Premiere - La Petite Dernière : une avant-première à la Cinémathèque placée sous le signe de l’émotion et de la liberté

Par Mulder, Paris, La Cinematheque, 20 octobre 2025

Il y avait une tension douce et contenue, ce lundi 20 octobre 2025, à la Cinémathèque Française. Hafsia Herzi venait y présenter en avant-première La Petite Dernière (The Little Sister), son troisième long métrage, déjà auréolé d’un parcours exceptionnel depuis sa présentation au Festival de Cannes 2025, où il avait remporté la Queer Palm et le Prix d’interprétation féminine pour Nadia Melliti. La séance, suivie d’une discussion avec la réalisatrice et ses comédiennes notamment Nadia Melliti, Ji-Min Park et Amina Ben Mohamed , a pris des allures de confession publique, tant le film, à la fois pudique et incandescent, touche à des zones rarement explorées au cinéma français : la foi, le désir, la famille et la quête d’identité d’une jeune femme qui cherche à se réconcilier avec elle-même.

CONSIGNE A:
Traduisez en anglais cette phrase de l'article sur l'avant-première de La Petite Dernière : « Il y avait une tension douce et contenue, ce lundi 20 octobre 2025, à la Cinémathèque Française. »
CONSIGNE B:
Poursuivez l'article sur l'avant-première de La Petite Dernière en reprenant après sa dernière phrase.

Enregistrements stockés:
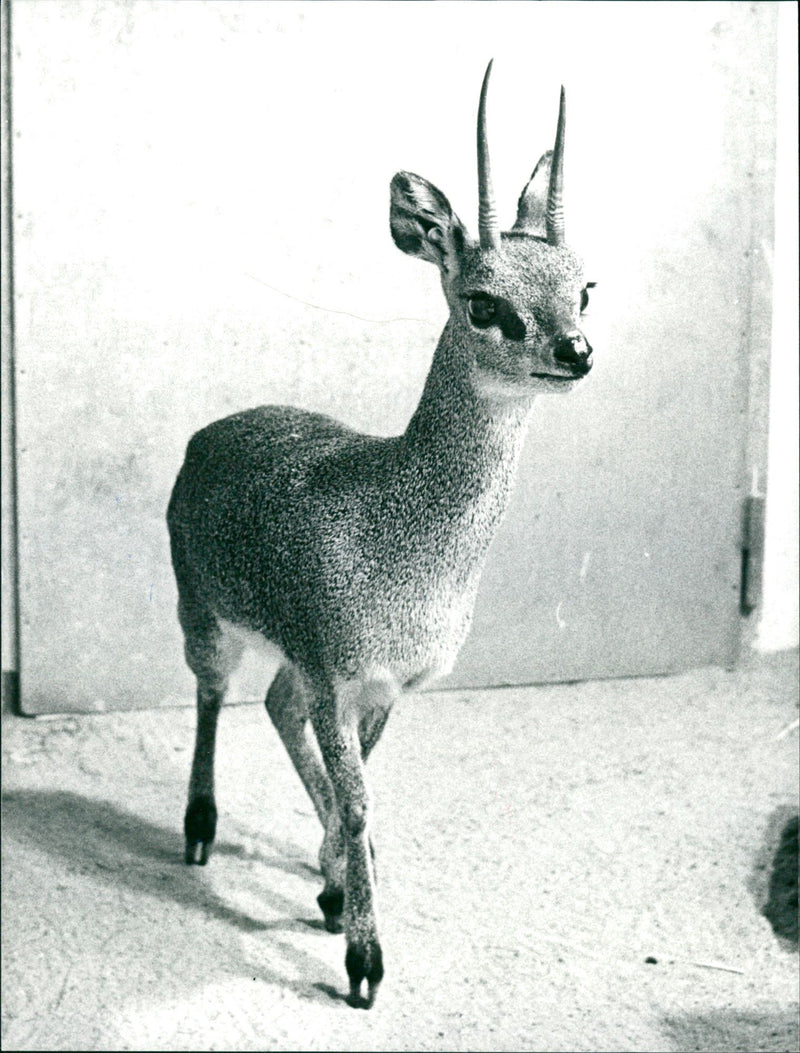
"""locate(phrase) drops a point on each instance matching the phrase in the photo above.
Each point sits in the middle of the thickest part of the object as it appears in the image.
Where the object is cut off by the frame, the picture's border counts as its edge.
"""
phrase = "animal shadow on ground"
(98, 838)
(728, 1031)
(774, 880)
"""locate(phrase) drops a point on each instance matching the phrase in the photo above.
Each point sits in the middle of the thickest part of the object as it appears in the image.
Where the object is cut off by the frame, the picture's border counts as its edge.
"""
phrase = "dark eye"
(482, 310)
(584, 295)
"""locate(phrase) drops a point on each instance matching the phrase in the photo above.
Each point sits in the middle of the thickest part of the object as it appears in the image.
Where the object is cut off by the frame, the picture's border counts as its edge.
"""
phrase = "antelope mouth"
(557, 376)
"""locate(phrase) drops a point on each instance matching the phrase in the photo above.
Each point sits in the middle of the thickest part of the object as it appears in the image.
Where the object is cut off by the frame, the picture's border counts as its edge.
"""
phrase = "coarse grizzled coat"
(357, 556)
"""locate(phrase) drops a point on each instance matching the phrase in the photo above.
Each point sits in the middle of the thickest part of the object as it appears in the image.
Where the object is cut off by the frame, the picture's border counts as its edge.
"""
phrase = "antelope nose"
(574, 350)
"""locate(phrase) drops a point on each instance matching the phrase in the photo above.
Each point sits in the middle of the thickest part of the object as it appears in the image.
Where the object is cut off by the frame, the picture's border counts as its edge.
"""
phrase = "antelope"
(358, 557)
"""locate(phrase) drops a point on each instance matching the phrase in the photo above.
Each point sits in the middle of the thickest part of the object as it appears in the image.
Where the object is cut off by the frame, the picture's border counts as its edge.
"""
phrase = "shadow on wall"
(727, 1030)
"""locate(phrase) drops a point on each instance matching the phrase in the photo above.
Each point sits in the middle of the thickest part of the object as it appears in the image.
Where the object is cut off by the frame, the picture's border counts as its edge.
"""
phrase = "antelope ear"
(533, 203)
(422, 222)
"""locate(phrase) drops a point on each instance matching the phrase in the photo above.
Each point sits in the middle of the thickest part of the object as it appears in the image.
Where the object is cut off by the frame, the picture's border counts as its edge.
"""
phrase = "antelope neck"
(463, 448)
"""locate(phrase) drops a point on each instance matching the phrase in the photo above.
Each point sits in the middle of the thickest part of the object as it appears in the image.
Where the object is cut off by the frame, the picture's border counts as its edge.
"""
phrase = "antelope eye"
(584, 295)
(482, 310)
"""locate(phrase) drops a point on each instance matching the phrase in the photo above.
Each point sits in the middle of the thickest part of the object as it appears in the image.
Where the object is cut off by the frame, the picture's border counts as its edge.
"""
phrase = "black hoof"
(332, 904)
(363, 964)
(200, 827)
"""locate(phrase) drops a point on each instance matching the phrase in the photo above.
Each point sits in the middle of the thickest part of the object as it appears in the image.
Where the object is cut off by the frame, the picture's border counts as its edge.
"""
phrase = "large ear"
(533, 203)
(422, 222)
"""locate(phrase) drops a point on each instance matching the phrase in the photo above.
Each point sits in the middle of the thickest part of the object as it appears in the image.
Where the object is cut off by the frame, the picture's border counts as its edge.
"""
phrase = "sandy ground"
(580, 867)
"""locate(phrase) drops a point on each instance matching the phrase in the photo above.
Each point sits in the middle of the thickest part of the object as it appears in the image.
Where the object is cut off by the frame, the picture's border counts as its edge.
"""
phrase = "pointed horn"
(487, 225)
(555, 215)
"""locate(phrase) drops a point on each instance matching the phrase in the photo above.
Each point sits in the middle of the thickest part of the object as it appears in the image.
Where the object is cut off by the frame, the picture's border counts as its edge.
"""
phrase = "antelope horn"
(487, 225)
(555, 214)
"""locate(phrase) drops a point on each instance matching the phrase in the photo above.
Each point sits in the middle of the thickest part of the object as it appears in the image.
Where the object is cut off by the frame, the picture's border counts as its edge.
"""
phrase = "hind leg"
(212, 657)
(287, 704)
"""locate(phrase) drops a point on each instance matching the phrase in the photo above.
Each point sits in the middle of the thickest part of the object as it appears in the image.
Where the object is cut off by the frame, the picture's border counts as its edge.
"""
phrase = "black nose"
(574, 350)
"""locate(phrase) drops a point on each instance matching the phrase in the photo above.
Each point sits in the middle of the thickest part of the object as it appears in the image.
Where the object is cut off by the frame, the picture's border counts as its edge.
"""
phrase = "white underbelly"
(239, 637)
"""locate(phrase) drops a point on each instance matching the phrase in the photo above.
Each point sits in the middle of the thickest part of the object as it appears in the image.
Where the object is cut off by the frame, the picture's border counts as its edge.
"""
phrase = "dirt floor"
(580, 867)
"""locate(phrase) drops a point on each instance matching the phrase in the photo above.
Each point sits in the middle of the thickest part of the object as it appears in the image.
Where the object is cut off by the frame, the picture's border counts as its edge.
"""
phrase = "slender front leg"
(200, 820)
(336, 716)
(287, 704)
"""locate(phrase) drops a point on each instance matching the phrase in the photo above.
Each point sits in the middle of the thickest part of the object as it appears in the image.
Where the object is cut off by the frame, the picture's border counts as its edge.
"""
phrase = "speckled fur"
(357, 556)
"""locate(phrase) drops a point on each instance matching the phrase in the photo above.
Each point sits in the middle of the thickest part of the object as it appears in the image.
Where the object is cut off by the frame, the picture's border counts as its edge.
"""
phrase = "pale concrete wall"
(779, 619)
(163, 233)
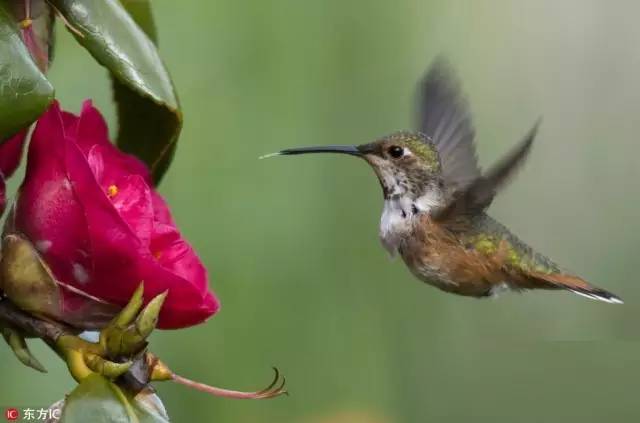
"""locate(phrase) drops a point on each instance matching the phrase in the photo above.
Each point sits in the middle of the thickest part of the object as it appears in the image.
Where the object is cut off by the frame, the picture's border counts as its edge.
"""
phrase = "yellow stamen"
(112, 191)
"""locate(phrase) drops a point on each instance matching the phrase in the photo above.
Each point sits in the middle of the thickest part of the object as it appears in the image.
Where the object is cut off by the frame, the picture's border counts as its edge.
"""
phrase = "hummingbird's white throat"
(399, 213)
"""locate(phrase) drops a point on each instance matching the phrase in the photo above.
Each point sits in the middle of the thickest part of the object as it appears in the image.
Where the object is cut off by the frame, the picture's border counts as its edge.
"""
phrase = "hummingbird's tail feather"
(577, 286)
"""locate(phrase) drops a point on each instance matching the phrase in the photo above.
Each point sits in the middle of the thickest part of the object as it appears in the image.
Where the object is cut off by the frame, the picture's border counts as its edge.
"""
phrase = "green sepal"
(25, 93)
(98, 400)
(148, 111)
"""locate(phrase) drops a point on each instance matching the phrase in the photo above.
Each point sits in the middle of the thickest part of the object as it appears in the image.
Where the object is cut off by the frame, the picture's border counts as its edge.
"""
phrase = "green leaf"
(98, 400)
(25, 93)
(148, 110)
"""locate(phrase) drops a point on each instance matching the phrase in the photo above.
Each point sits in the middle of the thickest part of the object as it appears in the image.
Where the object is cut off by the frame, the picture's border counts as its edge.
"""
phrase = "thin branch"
(134, 380)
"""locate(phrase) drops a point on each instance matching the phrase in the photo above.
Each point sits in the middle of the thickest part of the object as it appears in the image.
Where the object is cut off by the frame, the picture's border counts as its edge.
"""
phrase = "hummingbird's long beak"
(340, 149)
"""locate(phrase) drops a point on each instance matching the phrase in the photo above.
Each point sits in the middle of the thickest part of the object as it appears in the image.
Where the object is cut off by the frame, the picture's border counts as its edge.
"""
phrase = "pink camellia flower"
(92, 214)
(10, 155)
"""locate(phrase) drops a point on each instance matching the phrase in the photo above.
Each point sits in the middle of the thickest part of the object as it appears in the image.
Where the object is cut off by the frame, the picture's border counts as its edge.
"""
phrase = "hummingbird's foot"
(160, 372)
(18, 345)
(122, 339)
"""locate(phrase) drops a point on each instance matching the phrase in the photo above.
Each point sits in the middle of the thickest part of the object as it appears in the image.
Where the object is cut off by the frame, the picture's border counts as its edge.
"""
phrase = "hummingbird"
(436, 197)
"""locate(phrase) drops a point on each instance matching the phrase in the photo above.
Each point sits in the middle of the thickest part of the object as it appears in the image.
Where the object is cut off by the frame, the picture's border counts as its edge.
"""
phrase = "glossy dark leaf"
(148, 111)
(25, 92)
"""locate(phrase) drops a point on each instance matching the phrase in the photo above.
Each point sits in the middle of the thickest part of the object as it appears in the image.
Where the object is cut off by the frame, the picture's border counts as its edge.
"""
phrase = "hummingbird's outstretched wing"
(444, 116)
(477, 196)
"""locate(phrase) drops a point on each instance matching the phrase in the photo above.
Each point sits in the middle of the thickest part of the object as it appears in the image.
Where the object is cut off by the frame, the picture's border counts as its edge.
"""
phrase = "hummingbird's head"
(406, 163)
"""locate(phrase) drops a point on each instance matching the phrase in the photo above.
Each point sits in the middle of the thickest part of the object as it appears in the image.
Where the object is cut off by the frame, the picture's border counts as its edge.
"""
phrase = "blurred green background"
(291, 243)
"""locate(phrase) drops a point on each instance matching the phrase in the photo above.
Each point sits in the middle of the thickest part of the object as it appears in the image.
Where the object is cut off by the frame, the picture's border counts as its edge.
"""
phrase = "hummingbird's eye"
(396, 151)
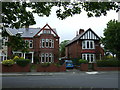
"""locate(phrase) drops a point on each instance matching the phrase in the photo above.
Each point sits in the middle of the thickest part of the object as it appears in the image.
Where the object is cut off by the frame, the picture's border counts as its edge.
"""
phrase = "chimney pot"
(81, 31)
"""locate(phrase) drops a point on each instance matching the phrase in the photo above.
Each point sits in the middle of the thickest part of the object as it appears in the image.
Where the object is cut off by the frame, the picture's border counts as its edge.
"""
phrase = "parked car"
(69, 64)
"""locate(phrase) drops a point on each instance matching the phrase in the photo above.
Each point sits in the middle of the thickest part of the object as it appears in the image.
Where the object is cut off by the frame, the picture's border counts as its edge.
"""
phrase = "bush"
(82, 61)
(15, 58)
(108, 63)
(8, 62)
(45, 64)
(22, 62)
(57, 64)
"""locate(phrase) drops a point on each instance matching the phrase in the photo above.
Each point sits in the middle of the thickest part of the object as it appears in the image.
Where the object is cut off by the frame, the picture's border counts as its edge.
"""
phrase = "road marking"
(91, 72)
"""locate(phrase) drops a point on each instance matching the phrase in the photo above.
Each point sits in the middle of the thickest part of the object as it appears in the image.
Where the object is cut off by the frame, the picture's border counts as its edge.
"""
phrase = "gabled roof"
(48, 27)
(80, 35)
(25, 32)
(28, 32)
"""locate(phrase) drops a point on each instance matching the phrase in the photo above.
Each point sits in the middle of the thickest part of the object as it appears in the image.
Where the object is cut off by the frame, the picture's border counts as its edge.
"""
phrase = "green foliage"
(45, 64)
(22, 62)
(57, 64)
(17, 43)
(62, 47)
(108, 63)
(75, 61)
(16, 14)
(8, 62)
(111, 40)
(82, 61)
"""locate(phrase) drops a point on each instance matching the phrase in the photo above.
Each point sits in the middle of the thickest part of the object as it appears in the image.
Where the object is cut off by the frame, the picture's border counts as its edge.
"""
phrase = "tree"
(62, 47)
(18, 44)
(16, 14)
(111, 40)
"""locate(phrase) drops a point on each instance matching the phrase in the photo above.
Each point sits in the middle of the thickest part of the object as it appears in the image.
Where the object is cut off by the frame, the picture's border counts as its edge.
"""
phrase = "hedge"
(108, 63)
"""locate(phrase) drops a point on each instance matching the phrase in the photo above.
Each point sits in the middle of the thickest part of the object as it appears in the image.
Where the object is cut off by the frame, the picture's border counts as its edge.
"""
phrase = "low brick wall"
(51, 68)
(105, 68)
(84, 67)
(15, 68)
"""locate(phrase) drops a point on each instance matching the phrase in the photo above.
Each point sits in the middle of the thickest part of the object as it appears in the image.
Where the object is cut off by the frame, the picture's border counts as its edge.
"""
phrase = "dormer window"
(46, 32)
(88, 44)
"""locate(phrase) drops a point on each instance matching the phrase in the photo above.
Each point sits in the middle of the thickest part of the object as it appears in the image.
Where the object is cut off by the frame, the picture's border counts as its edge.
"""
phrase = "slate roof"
(29, 32)
(75, 39)
(79, 36)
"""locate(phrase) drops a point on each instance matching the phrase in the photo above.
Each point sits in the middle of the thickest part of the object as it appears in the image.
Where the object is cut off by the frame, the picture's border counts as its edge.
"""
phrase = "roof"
(79, 36)
(25, 32)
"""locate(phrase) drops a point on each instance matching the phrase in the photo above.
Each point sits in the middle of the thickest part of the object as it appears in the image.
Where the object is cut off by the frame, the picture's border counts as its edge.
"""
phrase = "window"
(43, 43)
(31, 44)
(46, 57)
(89, 57)
(52, 43)
(46, 43)
(40, 43)
(88, 44)
(42, 58)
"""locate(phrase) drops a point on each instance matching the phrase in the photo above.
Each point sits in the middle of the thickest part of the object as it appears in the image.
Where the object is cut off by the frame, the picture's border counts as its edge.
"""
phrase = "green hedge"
(45, 64)
(22, 62)
(108, 63)
(8, 62)
(82, 61)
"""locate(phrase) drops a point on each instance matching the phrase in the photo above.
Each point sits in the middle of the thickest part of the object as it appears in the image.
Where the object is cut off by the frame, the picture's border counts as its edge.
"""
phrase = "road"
(64, 80)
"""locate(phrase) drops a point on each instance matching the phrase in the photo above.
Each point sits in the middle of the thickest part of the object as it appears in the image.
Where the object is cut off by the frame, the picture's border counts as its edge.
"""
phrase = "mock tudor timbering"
(43, 43)
(86, 45)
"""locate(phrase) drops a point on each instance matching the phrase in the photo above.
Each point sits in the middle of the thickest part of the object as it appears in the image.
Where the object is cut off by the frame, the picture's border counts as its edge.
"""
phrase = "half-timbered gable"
(43, 43)
(85, 46)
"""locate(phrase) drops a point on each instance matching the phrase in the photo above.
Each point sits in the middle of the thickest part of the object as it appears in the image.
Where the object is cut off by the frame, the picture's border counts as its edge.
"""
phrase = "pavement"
(56, 73)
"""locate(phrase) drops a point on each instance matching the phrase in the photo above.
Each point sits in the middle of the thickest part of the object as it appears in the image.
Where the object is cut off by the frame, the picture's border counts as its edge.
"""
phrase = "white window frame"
(47, 41)
(85, 55)
(52, 43)
(84, 44)
(43, 41)
(30, 42)
(47, 57)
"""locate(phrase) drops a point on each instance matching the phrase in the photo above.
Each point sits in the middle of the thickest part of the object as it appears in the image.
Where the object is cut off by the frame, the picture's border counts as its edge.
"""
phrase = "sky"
(67, 28)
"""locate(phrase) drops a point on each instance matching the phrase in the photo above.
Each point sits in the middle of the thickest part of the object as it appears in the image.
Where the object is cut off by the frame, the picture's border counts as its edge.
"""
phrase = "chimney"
(81, 31)
(76, 33)
(27, 27)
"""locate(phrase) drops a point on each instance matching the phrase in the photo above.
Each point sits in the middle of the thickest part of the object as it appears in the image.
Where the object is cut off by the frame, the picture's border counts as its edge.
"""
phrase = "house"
(3, 48)
(86, 45)
(43, 44)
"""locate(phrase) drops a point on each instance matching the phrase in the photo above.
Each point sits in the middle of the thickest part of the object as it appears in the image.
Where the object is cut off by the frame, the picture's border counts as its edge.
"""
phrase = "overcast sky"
(67, 28)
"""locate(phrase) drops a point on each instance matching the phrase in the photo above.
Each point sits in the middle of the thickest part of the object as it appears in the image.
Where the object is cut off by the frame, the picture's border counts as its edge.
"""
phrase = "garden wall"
(105, 68)
(15, 68)
(51, 68)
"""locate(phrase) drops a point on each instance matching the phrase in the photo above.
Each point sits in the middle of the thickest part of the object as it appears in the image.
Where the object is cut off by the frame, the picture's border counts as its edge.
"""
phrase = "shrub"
(57, 64)
(82, 61)
(22, 62)
(108, 63)
(45, 64)
(15, 58)
(8, 62)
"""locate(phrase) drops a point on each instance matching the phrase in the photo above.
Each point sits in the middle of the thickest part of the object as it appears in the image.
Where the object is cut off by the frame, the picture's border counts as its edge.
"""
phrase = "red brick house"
(43, 43)
(86, 45)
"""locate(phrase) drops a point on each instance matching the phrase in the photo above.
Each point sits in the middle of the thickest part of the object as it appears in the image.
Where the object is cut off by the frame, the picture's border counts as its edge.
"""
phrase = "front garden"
(19, 64)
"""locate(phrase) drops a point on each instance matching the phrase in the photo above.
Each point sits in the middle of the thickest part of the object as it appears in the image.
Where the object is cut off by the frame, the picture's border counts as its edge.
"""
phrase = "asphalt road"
(64, 80)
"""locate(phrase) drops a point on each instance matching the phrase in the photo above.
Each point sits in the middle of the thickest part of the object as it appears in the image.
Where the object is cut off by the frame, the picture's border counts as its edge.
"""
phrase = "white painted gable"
(89, 35)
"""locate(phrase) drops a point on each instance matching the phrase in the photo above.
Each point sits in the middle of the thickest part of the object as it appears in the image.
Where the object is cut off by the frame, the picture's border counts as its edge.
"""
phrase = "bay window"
(46, 43)
(46, 57)
(88, 44)
(89, 57)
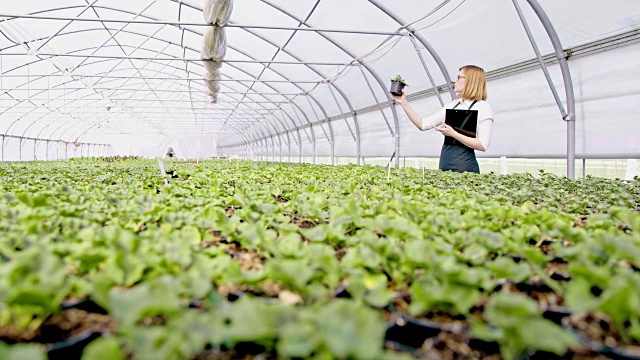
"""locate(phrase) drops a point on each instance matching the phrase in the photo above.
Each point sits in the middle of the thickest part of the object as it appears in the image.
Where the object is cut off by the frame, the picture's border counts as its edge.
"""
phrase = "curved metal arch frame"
(346, 51)
(252, 109)
(241, 84)
(244, 53)
(159, 39)
(315, 100)
(553, 37)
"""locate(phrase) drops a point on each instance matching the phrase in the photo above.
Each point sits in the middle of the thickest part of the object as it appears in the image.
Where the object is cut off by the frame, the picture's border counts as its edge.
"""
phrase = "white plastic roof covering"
(138, 86)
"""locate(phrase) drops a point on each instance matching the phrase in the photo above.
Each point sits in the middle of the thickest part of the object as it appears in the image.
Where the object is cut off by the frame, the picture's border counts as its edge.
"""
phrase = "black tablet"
(462, 121)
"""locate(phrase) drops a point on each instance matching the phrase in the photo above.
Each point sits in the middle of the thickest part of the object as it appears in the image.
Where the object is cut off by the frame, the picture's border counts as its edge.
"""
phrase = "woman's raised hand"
(401, 100)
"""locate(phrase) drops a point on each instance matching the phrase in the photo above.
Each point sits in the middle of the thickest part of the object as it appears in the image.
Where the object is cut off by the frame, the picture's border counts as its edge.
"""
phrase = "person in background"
(458, 150)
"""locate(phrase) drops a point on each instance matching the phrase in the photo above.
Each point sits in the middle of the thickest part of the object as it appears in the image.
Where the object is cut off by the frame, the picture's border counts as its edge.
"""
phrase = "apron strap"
(474, 102)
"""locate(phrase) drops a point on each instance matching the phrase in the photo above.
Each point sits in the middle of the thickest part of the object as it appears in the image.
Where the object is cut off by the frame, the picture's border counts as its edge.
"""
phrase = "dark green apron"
(456, 156)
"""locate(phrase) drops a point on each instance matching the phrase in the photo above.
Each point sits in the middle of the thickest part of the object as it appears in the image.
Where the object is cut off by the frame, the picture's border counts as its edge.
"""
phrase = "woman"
(458, 150)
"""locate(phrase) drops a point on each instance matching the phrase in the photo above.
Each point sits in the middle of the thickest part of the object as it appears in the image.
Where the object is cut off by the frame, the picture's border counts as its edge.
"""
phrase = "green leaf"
(103, 349)
(22, 352)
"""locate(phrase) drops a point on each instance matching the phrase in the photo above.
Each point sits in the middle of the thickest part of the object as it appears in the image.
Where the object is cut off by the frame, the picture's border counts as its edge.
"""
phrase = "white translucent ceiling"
(141, 78)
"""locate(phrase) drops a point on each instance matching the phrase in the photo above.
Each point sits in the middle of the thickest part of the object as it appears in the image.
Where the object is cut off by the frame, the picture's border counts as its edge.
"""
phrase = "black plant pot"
(396, 88)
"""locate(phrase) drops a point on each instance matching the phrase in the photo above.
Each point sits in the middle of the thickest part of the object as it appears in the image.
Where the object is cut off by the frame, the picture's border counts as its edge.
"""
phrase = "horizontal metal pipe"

RÉSULTAT DE L'EXERCICE A:
There was a gentle, restrained tension at the Cinémathèque Française on Monday, October 20, 2025.

RÉSULTAT DE L'EXERCICE B:
Adapté du roman autofictionnel de Fatima Daas, publié en 2020 sous le titre La Petite Dernière, le film suit Fatima, 17 ans, la benjamine d’une famille d’origine algérienne vivant en banlieue parisienne. Bonne élève, curieuse et discrète, elle intègre une faculté de philosophie à Paris et découvre un monde nouveau où tout semble possible — sauf peut-être être pleinement soi-même. Entre sa foi musulmane, son éducation et ses désirs naissants pour les femmes, elle se retrouve tiraillée entre ce qu’elle croit devoir être et ce qu’elle devient. Sous les traits de Nadia Melliti, Fatima apparaît comme un personnage d’une vérité rare, à la fois forte et fragile, tiraillée mais lumineuse. À ses côtés, Park Ji-min, révélée par Retour à Séoul de Davy Chou, incarne Ji-Na, la jeune femme dont Fatima tombe amoureuse, avec une intensité et une douceur qui confèrent à leur relation une puissance émotionnelle saisissante.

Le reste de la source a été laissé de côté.